PROMPT 1 —
Answer these about the interview with Vladimir Hirsch:
(a) What was the father's profession?
(b) What kind of band did Hirsch form?
(c) In what year did he first play in public?
PROMPT 2 —
Retype the stretch of the interview from "Heathen Harvest: Vladimir, what" through "through your art?".

PASSAGE PROVIDED —
%%

Heathen Harvest: Vladimir, what was life like growing up in a country in political turmoil such as Czechoslovakia, and how has this manifested through your art?
Vladimir Hirsch: I grew up in a family which was “the enemy of the regime”, my father was imprisoned in a communist concentration camp, because he – as a lawyer – rejected to participate in the system of prosecuting opponents of the regime and was blamed on charges of conspiracy. Of course, all the persecutions we were exposed to would be a book of stories – and the character of the socio-pathological situation in our land participated in the formation of my artistic attitude at some point. For a very long time, all “suspected” cultural activities were prohibited and I was totally isolated and composed music only for my drawer. Only in my late years of prolonged agony under the communist regime, did I form a post-punk band and in 1987 played for the first time in public. It is necessary to say I have never been a songwriter of protest songs. All the time, I have been focusing on, more or less existential themes that I consider as the only substantial exploration.

%%

GIVEN ENTRIES —
%%

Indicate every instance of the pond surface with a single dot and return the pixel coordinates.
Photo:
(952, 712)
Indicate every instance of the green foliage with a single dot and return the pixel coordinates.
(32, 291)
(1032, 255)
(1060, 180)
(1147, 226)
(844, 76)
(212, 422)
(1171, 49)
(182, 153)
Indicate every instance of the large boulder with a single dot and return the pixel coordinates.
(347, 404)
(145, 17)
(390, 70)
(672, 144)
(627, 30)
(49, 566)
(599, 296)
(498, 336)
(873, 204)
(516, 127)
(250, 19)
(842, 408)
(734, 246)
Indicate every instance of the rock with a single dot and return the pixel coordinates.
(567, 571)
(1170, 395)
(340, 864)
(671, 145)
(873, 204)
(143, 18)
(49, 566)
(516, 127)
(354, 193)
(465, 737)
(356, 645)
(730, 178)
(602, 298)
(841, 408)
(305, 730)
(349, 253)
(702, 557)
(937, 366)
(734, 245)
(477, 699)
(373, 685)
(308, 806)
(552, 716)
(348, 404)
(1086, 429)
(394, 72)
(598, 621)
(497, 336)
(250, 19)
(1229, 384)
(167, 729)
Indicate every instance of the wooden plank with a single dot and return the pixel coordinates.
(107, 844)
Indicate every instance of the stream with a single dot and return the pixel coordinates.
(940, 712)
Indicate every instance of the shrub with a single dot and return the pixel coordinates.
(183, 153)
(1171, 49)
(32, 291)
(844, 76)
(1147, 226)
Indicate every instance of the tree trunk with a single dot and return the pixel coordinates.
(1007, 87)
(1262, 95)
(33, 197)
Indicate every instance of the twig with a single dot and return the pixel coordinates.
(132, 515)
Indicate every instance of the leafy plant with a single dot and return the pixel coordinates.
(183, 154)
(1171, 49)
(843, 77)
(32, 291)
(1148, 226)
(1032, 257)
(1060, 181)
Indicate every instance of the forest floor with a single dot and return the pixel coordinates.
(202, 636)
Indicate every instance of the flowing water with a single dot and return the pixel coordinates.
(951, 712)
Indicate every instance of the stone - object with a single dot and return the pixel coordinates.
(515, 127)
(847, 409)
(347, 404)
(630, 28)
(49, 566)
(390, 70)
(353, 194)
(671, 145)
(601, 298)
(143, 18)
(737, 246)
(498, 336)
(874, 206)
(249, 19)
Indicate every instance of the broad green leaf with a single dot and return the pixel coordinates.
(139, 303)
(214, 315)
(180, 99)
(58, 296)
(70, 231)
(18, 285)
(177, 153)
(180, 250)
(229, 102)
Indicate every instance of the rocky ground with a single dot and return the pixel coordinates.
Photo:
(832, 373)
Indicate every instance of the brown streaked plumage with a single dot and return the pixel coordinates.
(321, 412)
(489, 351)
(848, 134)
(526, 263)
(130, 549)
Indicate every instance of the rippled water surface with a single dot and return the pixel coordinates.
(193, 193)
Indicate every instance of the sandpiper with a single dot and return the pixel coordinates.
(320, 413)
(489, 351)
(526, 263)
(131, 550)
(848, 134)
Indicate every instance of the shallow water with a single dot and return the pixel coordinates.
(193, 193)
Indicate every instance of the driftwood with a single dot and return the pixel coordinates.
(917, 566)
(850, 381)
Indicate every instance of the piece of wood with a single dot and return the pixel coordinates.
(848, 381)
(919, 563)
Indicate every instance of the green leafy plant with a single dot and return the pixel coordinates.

%%

REPLY 1 —
(a) He was a lawyer.
(b) A post-punk band.
(c) 1987.

REPLY 2 —
Heathen Harvest: Vladimir, what was life like growing up in a country in political turmoil such as Czechoslovakia, and how has this manifested through your art?